══ Items
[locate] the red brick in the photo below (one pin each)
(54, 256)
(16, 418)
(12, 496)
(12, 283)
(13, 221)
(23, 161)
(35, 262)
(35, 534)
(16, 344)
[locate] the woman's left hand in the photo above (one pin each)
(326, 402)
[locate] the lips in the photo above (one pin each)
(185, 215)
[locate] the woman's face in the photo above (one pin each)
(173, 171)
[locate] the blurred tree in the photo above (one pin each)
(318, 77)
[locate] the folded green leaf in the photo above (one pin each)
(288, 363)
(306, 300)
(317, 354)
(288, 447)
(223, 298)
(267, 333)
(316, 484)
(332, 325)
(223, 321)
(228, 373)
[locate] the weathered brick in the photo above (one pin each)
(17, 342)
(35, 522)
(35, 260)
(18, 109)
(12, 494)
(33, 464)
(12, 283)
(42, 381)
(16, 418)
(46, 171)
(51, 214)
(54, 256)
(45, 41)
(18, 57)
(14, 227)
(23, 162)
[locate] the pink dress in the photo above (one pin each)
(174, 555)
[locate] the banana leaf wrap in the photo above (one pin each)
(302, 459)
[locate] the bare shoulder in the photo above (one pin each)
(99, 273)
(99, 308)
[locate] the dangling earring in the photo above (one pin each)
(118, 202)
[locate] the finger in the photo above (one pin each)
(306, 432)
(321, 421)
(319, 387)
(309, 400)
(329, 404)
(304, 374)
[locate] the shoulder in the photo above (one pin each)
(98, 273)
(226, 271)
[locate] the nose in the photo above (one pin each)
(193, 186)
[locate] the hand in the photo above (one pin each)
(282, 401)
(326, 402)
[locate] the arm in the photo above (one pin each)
════
══ Items
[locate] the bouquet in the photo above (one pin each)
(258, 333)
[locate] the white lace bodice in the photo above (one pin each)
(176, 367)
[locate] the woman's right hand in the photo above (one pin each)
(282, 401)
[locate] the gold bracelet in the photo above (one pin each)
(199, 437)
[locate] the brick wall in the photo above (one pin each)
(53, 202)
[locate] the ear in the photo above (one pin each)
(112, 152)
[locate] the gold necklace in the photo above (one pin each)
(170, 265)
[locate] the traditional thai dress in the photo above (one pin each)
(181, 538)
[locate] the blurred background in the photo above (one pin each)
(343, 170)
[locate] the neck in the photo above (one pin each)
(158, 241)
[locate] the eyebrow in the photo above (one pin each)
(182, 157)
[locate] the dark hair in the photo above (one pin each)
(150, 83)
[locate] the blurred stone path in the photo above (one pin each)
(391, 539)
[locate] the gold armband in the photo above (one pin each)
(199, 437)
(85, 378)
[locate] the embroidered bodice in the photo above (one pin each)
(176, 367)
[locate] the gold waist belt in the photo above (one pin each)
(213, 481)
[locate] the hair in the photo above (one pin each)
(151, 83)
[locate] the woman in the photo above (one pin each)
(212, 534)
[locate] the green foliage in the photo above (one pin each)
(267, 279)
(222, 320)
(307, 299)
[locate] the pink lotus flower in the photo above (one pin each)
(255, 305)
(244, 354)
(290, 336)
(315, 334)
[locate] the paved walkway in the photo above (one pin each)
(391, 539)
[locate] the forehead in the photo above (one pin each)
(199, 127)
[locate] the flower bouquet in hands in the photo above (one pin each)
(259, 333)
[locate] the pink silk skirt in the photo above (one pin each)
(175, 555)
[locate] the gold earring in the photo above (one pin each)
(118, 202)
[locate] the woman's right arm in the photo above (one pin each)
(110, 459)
════
_Stated problem_
Shift every answer coordinate by adding 72 to it, starting with the line containing "[locate] the dangling" and going on through the line containing "[locate] the arm". Reproduce only that span of items, with each [locate] line and each coordinate pair on its own line.

_Task output_
[locate] the dangling earring in the photo above (one pin each)
(190, 274)
[locate] the finger in the photo above (one pin each)
(378, 504)
(393, 493)
(391, 459)
(381, 472)
(401, 476)
(376, 446)
[locate] the shoulder in the photo above (one pin each)
(170, 345)
(298, 343)
[locate] the nose in the photo above (one pin each)
(265, 258)
[locate] the hand in the photo above (one pin each)
(354, 473)
(398, 474)
[locate] the arm in the photo above (one pin each)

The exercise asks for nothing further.